But since the forest fires shifted public debate, the party’s climate skeptic position — it denies there is any link between climate change and extreme summer temperatures — has become a political liability.

When other parties reacted to growing climate concerns by trumpeting their environmental credentials, Akesson took a different route, decrying their statements on the issue as “the worst sort of populism.”

“To make politics out of one summer’s weather is simply not serious, it is the worst sort of populism,” he said last month, drawing a scathing response from other parties.

“It's embarrassing to have a climate-denier as a party leader,” said Annie Loof, leader of the rival Center Party, labelling Akesson a “Trump clone.”

The climate debate isn't going away

While the climate issue may have hurt the Sweden Democrats, it’s given a small but critical boost to the Greens, junior coalition partner to the Social Democrats.

The environmentalist party looked unlikely at the start of the campaign to reach the 4 percent threshold required in the Swedish system to gain parliamentary seats. But following the country’s newfound focus on climate change, the Greens now appear poised to return to parliament, where they could potentially play a crucial support role in helping the Social Democrats form a new government.

Collected data:
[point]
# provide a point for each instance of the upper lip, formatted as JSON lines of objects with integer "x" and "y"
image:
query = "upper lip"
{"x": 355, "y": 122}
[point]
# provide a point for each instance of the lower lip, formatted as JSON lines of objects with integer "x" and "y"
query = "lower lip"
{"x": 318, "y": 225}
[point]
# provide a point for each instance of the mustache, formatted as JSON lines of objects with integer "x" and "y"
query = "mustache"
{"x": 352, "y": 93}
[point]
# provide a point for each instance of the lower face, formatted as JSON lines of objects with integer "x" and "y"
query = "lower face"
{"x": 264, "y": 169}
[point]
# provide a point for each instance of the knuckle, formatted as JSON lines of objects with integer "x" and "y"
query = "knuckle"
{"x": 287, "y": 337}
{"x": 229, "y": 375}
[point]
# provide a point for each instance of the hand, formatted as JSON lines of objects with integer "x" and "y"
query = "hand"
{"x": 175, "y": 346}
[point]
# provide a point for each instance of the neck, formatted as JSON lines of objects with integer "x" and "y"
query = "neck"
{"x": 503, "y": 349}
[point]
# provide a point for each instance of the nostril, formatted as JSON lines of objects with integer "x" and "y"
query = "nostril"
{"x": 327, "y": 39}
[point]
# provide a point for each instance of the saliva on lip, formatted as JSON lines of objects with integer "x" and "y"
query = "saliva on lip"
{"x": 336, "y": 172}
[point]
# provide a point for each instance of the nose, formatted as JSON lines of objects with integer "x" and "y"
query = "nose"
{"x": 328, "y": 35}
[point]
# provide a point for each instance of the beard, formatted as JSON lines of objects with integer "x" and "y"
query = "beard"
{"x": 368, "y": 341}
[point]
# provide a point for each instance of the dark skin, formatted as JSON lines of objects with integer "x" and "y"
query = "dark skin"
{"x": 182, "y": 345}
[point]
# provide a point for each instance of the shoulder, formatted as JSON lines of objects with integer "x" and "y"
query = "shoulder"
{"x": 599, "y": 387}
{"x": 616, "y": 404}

Directions
**1)** According to the text about Swedish politics and climate, what share of the vote does a party need to win seats in the Swedish parliament?
**2)** Pick out every line of the records that contains the string "face", matching case exactly.
These records have no connection to the text about Swedish politics and climate.

Responses for each task
**1)** 4 percent

**2)**
# provide a point for each instance of the lower face, formatted as JSON lines of objects with integer "x" and "y"
query = "lower face"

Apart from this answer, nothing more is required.